__Task directions__:
Drop every image, then reproduce the data exactly as given.
━━━ Material for the task
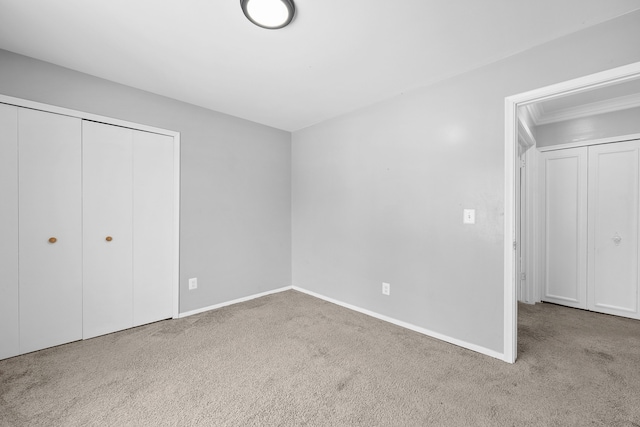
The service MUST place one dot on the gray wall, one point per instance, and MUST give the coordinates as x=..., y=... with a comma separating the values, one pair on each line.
x=235, y=179
x=378, y=194
x=616, y=123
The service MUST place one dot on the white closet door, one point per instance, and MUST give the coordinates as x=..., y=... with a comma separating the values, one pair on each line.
x=107, y=232
x=564, y=188
x=613, y=228
x=9, y=329
x=153, y=227
x=50, y=249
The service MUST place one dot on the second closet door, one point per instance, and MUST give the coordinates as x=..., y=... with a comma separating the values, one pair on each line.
x=108, y=228
x=614, y=191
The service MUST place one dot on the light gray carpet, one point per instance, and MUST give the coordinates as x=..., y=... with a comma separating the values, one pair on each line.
x=292, y=360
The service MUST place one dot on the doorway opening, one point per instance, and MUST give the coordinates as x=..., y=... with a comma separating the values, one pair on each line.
x=523, y=114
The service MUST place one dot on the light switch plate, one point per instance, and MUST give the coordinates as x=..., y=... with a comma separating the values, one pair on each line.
x=469, y=216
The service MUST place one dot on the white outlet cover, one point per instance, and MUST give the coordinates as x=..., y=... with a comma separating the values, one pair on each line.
x=469, y=216
x=386, y=288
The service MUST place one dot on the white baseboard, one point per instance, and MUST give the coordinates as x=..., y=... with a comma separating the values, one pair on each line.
x=442, y=337
x=235, y=301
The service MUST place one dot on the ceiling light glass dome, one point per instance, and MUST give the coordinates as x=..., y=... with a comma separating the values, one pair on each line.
x=270, y=14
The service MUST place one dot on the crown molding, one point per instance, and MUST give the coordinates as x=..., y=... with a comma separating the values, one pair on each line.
x=540, y=117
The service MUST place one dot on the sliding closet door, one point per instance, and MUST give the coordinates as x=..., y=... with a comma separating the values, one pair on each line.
x=50, y=249
x=564, y=197
x=108, y=233
x=613, y=228
x=9, y=329
x=153, y=227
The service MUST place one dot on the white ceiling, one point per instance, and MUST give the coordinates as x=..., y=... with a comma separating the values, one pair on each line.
x=336, y=56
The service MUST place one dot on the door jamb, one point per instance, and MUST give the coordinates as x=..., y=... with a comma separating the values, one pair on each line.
x=604, y=78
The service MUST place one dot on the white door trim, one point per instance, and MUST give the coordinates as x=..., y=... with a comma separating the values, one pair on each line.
x=4, y=99
x=592, y=81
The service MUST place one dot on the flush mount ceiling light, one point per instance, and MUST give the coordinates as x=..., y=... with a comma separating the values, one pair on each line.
x=270, y=14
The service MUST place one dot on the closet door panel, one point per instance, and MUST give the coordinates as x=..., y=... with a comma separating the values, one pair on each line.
x=153, y=227
x=9, y=328
x=108, y=234
x=613, y=228
x=50, y=210
x=564, y=188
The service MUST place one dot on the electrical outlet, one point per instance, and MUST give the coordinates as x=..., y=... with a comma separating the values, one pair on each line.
x=469, y=216
x=386, y=288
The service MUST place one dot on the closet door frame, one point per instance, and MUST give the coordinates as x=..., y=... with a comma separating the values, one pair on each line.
x=18, y=102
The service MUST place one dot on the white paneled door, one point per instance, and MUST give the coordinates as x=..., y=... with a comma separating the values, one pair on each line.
x=89, y=226
x=591, y=219
x=153, y=227
x=613, y=229
x=108, y=229
x=9, y=317
x=564, y=213
x=50, y=212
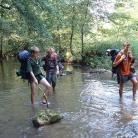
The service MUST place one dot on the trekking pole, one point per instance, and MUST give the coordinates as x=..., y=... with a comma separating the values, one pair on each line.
x=43, y=95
━━━━━━
__Finished task__:
The service MUST place one dot on the gray wall, one point per instance, and MUST give the coordinates as x=..., y=... with a comma separating the values, one pair on each line.
x=235, y=179
x=378, y=194
x=616, y=123
The service MUST place one dot on the white closet door, one point per instance, and MUST give the coordinates as x=..., y=... with a comma separating the values, one pair on each line.
x=107, y=232
x=564, y=188
x=613, y=228
x=9, y=329
x=153, y=227
x=50, y=249
The service MUST place one dot on the second closet door, one point per instance, and MUST give the coordinates as x=..., y=... with a comma separating the values, one pair on each line.
x=108, y=228
x=614, y=191
The service MUST place one dot on the light gray carpet, one point per instance, and MUST give the coordinates as x=..., y=... with a comma separating the values, one pair on each line.
x=292, y=360
The service MUST place one dot on the doorway opening, one point per instance, and MUST give the coordinates as x=..., y=... with a comma separating the values, one pair on each line.
x=523, y=114
The service MUST place one dot on the light switch plate, one point per instance, and MUST give the coordinates as x=..., y=... with a comma separating the values, one pair on each line.
x=469, y=216
The service MUST place one dot on the white outlet cover, one point per instance, and MUST give the coordinates as x=..., y=... with a comma separating the values, one pair on each line.
x=469, y=216
x=386, y=288
The service MUST place one dot on the white baseboard, one point per instance, and MUST give the coordinates as x=..., y=... with a comma separating the values, one pair on each line.
x=442, y=337
x=235, y=301
The service MUST place one dot on the ceiling light glass dome, one point per instance, and MUST give the coordinates as x=..., y=... with a comma separating the values, one pair on each line.
x=270, y=14
The service MUST place one dot on the crown molding, one point per instance, and MUST give the coordinates as x=..., y=... with a comma separating the values, one pair on each line.
x=540, y=117
The service MUST place one dot on the sliding closet door, one point per instance, and MUST give the coordinates as x=..., y=... with a comma separating the values, one pair on each line.
x=50, y=249
x=564, y=197
x=108, y=233
x=613, y=228
x=9, y=329
x=153, y=227
The service MUST place one dot on the white ceiling, one point per instance, and MUST give the coordinates as x=..., y=... with a comma separating the values, one pair on each line.
x=336, y=56
The service MUST place one dot on the door jamb, one point per instance, and MUST give the coordinates as x=..., y=... with a comma separating the values, one pair on each line.
x=604, y=78
The service MUST place one dot on the white door trim, one point per instance, and MUST give the coordinates as x=..., y=... with a comma separating the values, one pair on each line.
x=4, y=99
x=592, y=81
The service MUST place one dot on the flush mount ceiling light, one point per instance, and MUST give the coordinates as x=..., y=... with a comma separating the values, one pair on each line.
x=270, y=14
The service MUST place one dot on the closet door panel, one point per instance, and MUST give the coordinates as x=..., y=... with a comma separating the values, one pair on each line.
x=153, y=227
x=9, y=328
x=108, y=234
x=613, y=228
x=50, y=210
x=564, y=188
The service MUST place one dot on the electrical outlet, one point per instance, and MUST give the coordinates as x=..., y=... with a comma separating the values, one pair on each line.
x=469, y=216
x=386, y=288
The service MUST place one dot on the closet door frame, one point per instance, and MUST give the coordinates as x=..., y=... with a comma separating the values, one pair on each line.
x=18, y=102
The service MUST place one dot on the white paneled door, one point per instance, and MUST give the coordinates as x=..., y=... with a comma separating the values, one pair on each line.
x=89, y=226
x=591, y=219
x=153, y=227
x=613, y=229
x=108, y=229
x=9, y=317
x=564, y=213
x=50, y=212
The service MUST place one dot on the trekking pole, one point per instance, and MUST give the coordinates as x=..., y=... with a comma separating the values, one pair on each line.
x=43, y=95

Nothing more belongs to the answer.